Given request: Lay out every entry below as a numbered list, leaving out any blank lines.
## Start Excerpted records
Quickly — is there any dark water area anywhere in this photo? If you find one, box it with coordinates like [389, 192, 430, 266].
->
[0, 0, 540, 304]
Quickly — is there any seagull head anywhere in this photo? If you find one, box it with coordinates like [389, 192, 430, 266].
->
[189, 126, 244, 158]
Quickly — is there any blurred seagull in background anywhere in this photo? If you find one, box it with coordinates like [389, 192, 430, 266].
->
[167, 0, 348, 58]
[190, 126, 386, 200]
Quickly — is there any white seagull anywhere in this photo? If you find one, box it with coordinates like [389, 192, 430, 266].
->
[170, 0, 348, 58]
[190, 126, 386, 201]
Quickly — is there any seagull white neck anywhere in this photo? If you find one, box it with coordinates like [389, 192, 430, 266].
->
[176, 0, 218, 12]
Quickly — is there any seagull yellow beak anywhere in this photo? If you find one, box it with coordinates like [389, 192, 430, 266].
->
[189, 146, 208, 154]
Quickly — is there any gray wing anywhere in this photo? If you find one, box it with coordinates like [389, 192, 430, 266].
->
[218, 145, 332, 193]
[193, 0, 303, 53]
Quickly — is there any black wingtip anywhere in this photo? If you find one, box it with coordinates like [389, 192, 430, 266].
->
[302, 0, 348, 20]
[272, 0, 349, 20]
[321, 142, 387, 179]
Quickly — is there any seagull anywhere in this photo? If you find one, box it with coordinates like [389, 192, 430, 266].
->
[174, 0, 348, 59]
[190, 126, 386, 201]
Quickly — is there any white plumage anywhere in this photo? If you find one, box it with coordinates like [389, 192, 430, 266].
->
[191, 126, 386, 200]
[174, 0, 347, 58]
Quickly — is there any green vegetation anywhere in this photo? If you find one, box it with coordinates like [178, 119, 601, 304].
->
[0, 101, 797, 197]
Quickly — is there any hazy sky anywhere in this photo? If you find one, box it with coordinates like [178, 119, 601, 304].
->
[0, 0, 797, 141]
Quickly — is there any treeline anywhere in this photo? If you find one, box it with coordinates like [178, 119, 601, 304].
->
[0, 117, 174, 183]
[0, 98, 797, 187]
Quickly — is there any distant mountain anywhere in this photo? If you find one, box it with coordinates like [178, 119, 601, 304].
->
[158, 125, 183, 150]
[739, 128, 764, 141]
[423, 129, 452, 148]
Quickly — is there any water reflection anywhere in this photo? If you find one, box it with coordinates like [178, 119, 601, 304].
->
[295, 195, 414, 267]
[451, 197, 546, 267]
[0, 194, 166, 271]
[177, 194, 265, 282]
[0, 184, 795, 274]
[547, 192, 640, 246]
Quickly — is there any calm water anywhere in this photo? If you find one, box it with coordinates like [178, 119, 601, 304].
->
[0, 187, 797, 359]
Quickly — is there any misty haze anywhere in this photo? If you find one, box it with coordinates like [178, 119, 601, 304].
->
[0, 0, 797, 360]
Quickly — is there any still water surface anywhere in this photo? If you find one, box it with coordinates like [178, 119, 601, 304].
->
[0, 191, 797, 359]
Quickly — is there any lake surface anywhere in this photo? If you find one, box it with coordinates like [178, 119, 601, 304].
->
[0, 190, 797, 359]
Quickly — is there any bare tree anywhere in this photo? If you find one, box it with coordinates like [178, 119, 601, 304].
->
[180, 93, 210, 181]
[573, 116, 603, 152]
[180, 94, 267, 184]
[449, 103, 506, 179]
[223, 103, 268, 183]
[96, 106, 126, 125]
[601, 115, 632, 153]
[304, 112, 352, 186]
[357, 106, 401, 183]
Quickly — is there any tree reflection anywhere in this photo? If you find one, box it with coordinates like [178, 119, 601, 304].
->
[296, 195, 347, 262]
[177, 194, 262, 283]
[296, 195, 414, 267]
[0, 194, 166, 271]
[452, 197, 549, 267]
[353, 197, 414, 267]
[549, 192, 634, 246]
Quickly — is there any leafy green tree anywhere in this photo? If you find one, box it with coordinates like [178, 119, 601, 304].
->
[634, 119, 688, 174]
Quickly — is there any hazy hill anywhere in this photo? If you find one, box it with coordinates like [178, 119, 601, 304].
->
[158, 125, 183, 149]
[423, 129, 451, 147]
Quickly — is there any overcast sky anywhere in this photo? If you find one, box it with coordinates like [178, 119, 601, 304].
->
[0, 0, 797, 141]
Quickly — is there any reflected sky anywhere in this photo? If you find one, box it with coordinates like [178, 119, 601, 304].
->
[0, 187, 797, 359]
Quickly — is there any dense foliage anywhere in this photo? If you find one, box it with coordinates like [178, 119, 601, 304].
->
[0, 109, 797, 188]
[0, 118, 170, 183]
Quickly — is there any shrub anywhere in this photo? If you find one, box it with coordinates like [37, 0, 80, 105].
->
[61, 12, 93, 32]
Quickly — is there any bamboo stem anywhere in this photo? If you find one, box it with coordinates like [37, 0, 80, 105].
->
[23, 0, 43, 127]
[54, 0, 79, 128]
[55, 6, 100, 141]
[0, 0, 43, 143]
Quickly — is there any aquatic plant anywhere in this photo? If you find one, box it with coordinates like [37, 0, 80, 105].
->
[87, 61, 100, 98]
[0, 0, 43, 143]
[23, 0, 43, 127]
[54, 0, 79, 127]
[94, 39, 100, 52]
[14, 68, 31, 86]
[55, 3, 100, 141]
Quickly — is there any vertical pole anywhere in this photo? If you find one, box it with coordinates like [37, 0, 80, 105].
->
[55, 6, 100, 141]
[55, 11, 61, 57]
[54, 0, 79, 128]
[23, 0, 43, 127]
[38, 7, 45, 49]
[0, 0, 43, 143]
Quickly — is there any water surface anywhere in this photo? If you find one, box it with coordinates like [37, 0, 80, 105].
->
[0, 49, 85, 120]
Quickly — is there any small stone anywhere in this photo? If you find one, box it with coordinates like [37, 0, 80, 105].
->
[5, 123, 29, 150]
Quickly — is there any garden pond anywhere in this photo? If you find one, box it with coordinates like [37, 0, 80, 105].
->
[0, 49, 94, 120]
## End Excerpted records
Finished answer:
1. Quickly — is there any dark water area anywhere in this photo? If you find one, box it with coordinates like [389, 192, 430, 266].
2. ->
3. [0, 0, 540, 304]
4. Quickly — is there any seagull head anywhere in this photo? If you find one, box it with coordinates like [389, 192, 430, 266].
5. ->
6. [189, 126, 244, 158]
7. Quickly — is there any blurred seagull in background anywhere in this photo? If you find one, box it with coordinates like [389, 192, 430, 266].
8. ->
9. [167, 0, 348, 58]
10. [190, 126, 386, 200]
11. Quickly — is there any white seagull anywhere in this photo? If you find one, box it with coordinates like [389, 192, 430, 266].
12. ->
13. [170, 0, 348, 58]
14. [190, 126, 386, 201]
15. Quickly — is there any seagull white neck anywhere in this photo? If you find one, box it with coordinates like [389, 192, 430, 266].
16. ->
17. [176, 0, 218, 12]
18. Quickly — is there any seagull yellow beak anywhere in this photo? If you find one, box it with coordinates like [389, 192, 430, 266].
19. ->
20. [189, 146, 208, 154]
21. Quickly — is there any gray wing anywhere in this photo? If you find one, box it with coordinates like [389, 192, 430, 266].
22. ->
23. [218, 145, 332, 193]
24. [193, 0, 303, 53]
25. Quickly — is there any black wingtip anywhere in this photo? If you find one, box it with coordinates like [389, 192, 430, 266].
26. ->
27. [302, 0, 348, 20]
28. [272, 0, 349, 20]
29. [321, 142, 387, 179]
30. Quickly — is there any seagull anywhere in this photo? If you find one, box it with coordinates like [389, 192, 430, 266].
31. ->
32. [174, 0, 348, 59]
33. [190, 126, 386, 201]
34. Quickly — is there any white plumage anywhere in this photo? If you find one, box it with coordinates like [389, 192, 430, 266].
35. ->
36. [191, 126, 386, 200]
37. [174, 0, 347, 58]
38. Quickly — is there any green vegetation anywhere in this photo? If you find one, box it with coordinates like [178, 119, 601, 304].
39. ->
40. [0, 101, 797, 197]
41. Quickly — is there any hazy sky anywhere in this photo? If you find one, box it with coordinates like [178, 119, 601, 304].
42. ->
43. [0, 0, 797, 141]
44. Quickly — is there any treeline anywhere in this photo? If you find one, box it with coordinates like [178, 119, 601, 304].
45. ->
46. [0, 117, 174, 183]
47. [0, 98, 797, 187]
48. Quickly — is there any distant mountain anywhere in this photo? If you find one, box it with coordinates like [178, 119, 601, 304].
49. ->
50. [158, 125, 183, 150]
51. [739, 128, 764, 141]
52. [423, 129, 452, 148]
53. Quickly — is there any water reflection anywhere in this photo? If you find one, box it with coordinates like [178, 119, 601, 304].
54. ->
55. [295, 195, 414, 267]
56. [451, 197, 546, 267]
57. [0, 194, 166, 271]
58. [177, 194, 265, 282]
59. [0, 184, 795, 274]
60. [547, 192, 640, 246]
61. Quickly — is there any calm water anywhere in this photo? If you find one, box it with coordinates like [178, 119, 601, 304].
62. ->
63. [0, 187, 797, 359]
64. Quickly — is there any misty haze anywhere in this photo? If you find one, box it with coordinates like [178, 119, 601, 304].
65. ->
66. [0, 0, 797, 360]
67. Quickly — is there any still water surface anywhere in this photo? If you find one, box it with coordinates like [178, 119, 601, 304].
68. ->
69. [0, 191, 797, 359]
70. Quickly — is there any lake surface anywhere in this photo? If you find one, box it with coordinates like [178, 119, 601, 304].
71. ->
72. [0, 190, 797, 359]
73. Quickly — is there any bare tree anywhere in this photo? If you find one, box it with coordinates like [178, 119, 601, 304].
74. ->
75. [180, 93, 210, 181]
76. [573, 116, 603, 152]
77. [180, 94, 267, 184]
78. [449, 103, 506, 179]
79. [223, 103, 268, 183]
80. [96, 106, 126, 125]
81. [601, 115, 632, 153]
82. [304, 112, 352, 186]
83. [357, 106, 401, 183]
84. Quickly — is there any tree reflection anywhere in this photo? If you find one, box it with coordinates like [178, 119, 601, 304].
85. ->
86. [296, 195, 347, 262]
87. [177, 194, 262, 283]
88. [296, 195, 414, 267]
89. [0, 194, 166, 271]
90. [452, 197, 549, 267]
91. [353, 197, 414, 267]
92. [549, 192, 634, 246]
93. Quickly — is there any leafy green tree anywhere in this photo? If you find one, box it with coordinates like [178, 119, 601, 304].
94. ->
95. [634, 119, 688, 174]
96. Quickly — is there any hazy hill anywhere in this photo? If you find one, box it with coordinates like [178, 119, 601, 304].
97. ->
98. [158, 125, 183, 149]
99. [423, 129, 451, 147]
100. Quickly — is there any overcast sky anywhere in this photo? If you find one, box it with coordinates like [178, 119, 601, 304].
101. ->
102. [0, 0, 797, 141]
103. Quickly — is there any reflected sky anywhere in this photo? If you find one, box it with coordinates like [178, 119, 601, 304].
104. ->
105. [0, 187, 797, 359]
106. Quickly — is there any dense foliage anywhere in this photo? If you find one, box it with coordinates like [178, 119, 601, 304].
107. ->
108. [0, 109, 797, 188]
109. [0, 118, 170, 183]
110. Quickly — is there any shrub anywhere in this photo? If you find one, box it with coordinates like [37, 0, 80, 105].
111. ->
112. [61, 12, 93, 32]
113. Quickly — is there any bamboo stem anywhere in this photo? If you find one, box it with coordinates like [37, 0, 80, 105].
114. ->
115. [23, 0, 43, 127]
116. [54, 0, 79, 128]
117. [55, 6, 100, 141]
118. [0, 0, 43, 143]
119. Quickly — is there any aquatic plant anywhere in this photo? If you find one, box it with coordinates like [37, 0, 80, 105].
120. ->
121. [87, 61, 100, 98]
122. [0, 0, 43, 143]
123. [23, 0, 43, 127]
124. [54, 0, 79, 127]
125. [94, 39, 100, 52]
126. [14, 68, 31, 86]
127. [55, 3, 100, 141]
128. Quickly — is there any vertical pole anywhere in this photo? If you find one, box it with coordinates like [37, 0, 80, 105].
129. ->
130. [55, 6, 100, 141]
131. [55, 11, 61, 57]
132. [54, 0, 79, 128]
133. [23, 0, 43, 127]
134. [38, 7, 45, 49]
135. [0, 0, 43, 143]
136. Quickly — is there any water surface anywhere in this photo? If you find one, box it with coordinates like [37, 0, 80, 105].
137. ->
138. [0, 49, 85, 120]
139. Quickly — is there any small stone anywhere in this photo? If you find one, box it with coordinates like [37, 0, 80, 105].
140. ->
141. [5, 123, 29, 150]
142. Quickly — is there any garden pond anywhere in this photo? If you find one, box it with coordinates like [37, 0, 80, 105].
143. ->
144. [0, 49, 94, 120]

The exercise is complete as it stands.